● What is expected
The records that follow are to be copied word for word. Pictures should be omitted.

● Excerpted records
+++

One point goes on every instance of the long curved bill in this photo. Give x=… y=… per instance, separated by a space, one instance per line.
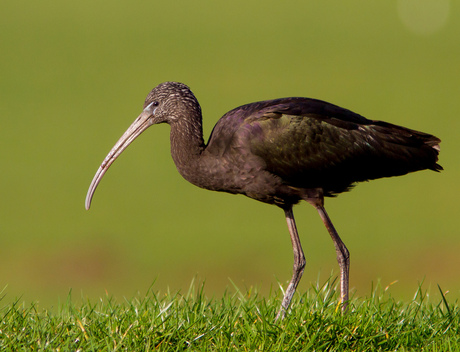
x=143 y=121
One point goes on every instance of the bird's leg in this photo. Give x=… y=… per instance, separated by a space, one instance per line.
x=299 y=263
x=343 y=256
x=315 y=198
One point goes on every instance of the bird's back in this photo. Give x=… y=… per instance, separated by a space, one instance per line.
x=314 y=144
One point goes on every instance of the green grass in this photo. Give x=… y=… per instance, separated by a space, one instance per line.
x=237 y=321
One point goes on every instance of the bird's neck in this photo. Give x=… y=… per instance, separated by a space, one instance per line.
x=187 y=144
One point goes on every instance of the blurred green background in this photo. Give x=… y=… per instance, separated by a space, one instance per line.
x=74 y=76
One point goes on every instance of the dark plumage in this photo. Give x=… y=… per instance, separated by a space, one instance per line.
x=280 y=152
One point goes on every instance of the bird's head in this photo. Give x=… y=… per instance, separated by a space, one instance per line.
x=168 y=103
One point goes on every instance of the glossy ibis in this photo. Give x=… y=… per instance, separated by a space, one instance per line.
x=280 y=152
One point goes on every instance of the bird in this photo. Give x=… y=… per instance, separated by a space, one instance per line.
x=280 y=152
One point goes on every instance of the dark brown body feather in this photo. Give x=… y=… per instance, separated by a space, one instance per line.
x=310 y=143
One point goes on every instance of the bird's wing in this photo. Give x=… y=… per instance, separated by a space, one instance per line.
x=310 y=143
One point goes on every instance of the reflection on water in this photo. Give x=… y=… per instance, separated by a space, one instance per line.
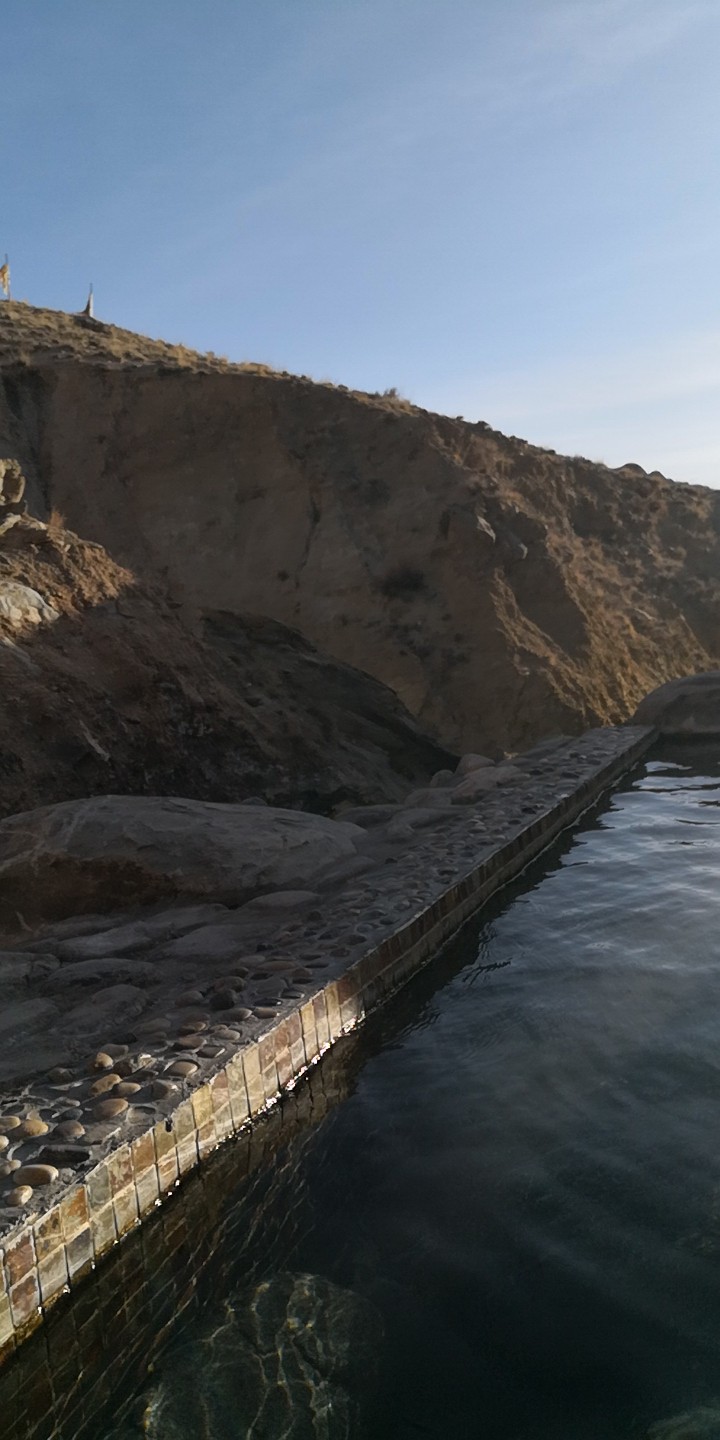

+++

● Output
One point goes on every instance of the long curved bill in this photo. Give x=… y=… per instance, separated by a space, one instance per line.
x=143 y=121
One point goes on every instance of the bird's leg in this photo. Give x=… y=… per instance, separated by a space, one instance per line.
x=299 y=263
x=343 y=256
x=315 y=198
One point goes on every instance of the bird's back in this photo. Give x=… y=… per instance, separated by a space, one instance per line.
x=314 y=144
One point goes on every instance of the green grass in this photo. Give x=… y=… per instance, separated by a space, one instance per line.
x=237 y=321
One point goes on every instance of the bird's neck in this photo. Give x=… y=… per instance, separated by a space, one instance per line.
x=187 y=144
One point goes on every instance of the blurred green background in this photo. Give x=… y=… per instance, separated by a space, one instance per line.
x=74 y=76
One point goes on every instance of the dark plumage in this photo. Give x=… y=… per instance, separated by a space, one instance per line.
x=280 y=152
One point goes on every instance of the bird's head in this photo. Give x=… y=… per instance, separated by a space, one instance per line.
x=168 y=103
One point goes on every instance of the glossy ibis in this photo. Give x=… y=… per instance, separated by a space, one instance per line.
x=280 y=152
One point goes on every instance of the bird in this photo. Give x=… y=… per instance, separated by a space, one instance per line.
x=280 y=152
One point goes on every instance of the dark brown body feather in this photo. Give x=… y=… per instance, separated by a space, one instance per line.
x=310 y=143
One point goes on every instance of the bird's wing in this photo. Give x=… y=… per instance, separated by a space, one instance per line.
x=310 y=143
One point goes on every instance of the reflection on water in this photo. Give x=… y=… per instance, separated by a space, one instance per line.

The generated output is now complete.